> [Quoted text]
I was part of a group who were to interview Tim as part of his interview for a position as the supervisor of the technical writing department where I was employed.  Others in our group were willing to give him a chance and listen to what he had to say.  I was not.  Indeed, I was adamant and very vocal in my opposition.  As far as I was concerned, he had nothing of value to offer, and he did not deserve the chance to be heard.  Had it been my decision, he would never have been tapped for further consideration.  Since I had been overruled, I eagerly awaited my chance to speak to him face to face, convinced his lack of formal education would righteously shine on him, exposing his utter lack of qualifications for the position.

> [What you need to do]
**1)** Retype the passage about interviewing Tim from "I was part of" up to and including "for the position.".
**2)** In the passage about interviewing Tim, what position was Tim being interviewed for?

> [Given information]
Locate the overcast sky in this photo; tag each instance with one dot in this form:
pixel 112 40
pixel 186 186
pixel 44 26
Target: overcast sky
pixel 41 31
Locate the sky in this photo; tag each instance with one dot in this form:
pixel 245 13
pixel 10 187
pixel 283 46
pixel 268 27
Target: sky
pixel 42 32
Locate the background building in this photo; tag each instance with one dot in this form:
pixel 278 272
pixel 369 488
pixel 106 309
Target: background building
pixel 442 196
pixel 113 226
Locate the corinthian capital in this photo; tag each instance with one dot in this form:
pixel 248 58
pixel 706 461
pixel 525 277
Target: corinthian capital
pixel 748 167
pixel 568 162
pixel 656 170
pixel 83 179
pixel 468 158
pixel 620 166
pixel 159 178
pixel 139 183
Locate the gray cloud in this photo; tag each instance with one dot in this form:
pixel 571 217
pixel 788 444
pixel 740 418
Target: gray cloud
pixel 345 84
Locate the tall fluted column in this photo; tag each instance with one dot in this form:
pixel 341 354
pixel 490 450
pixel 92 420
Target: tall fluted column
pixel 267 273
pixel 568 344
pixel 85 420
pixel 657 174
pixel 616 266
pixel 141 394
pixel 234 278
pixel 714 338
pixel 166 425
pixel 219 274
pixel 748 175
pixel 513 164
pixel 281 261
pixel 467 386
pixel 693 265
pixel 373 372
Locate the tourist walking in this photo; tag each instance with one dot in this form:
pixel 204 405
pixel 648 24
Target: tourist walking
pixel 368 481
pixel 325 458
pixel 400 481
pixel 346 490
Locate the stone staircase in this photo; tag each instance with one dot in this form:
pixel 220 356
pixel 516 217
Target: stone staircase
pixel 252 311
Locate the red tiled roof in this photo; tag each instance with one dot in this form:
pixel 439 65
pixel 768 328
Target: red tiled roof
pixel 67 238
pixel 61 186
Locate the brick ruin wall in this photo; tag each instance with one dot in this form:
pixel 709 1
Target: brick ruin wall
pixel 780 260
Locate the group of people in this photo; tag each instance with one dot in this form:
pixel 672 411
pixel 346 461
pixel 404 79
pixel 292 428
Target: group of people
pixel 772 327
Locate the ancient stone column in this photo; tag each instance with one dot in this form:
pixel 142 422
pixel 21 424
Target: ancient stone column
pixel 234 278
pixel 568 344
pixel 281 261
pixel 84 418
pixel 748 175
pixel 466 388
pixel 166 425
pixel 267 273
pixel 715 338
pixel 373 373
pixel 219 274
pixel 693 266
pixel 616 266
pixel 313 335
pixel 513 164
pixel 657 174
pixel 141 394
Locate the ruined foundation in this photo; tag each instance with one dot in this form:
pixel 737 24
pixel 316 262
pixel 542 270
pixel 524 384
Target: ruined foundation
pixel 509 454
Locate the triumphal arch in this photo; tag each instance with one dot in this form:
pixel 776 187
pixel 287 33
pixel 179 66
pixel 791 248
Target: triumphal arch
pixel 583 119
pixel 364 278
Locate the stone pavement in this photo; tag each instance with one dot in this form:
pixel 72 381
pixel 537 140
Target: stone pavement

> [Solved tasks]
**1)**
I was part of a group who were to interview Tim as part of his interview for a position as the supervisor of the technical writing department where I was employed.  Others in our group were willing to give him a chance and listen to what he had to say.  I was not.  Indeed, I was adamant and very vocal in my opposition.  As far as I was concerned, he had nothing of value to offer, and he did not deserve the chance to be heard.  Had it been my decision, he would never have been tapped for further consideration.  Since I had been overruled, I eagerly awaited my chance to speak to him face to face, convinced his lack of formal education would righteously shine on him, exposing his utter lack of qualifications for the position.

**2)** Supervisor of the technical writing department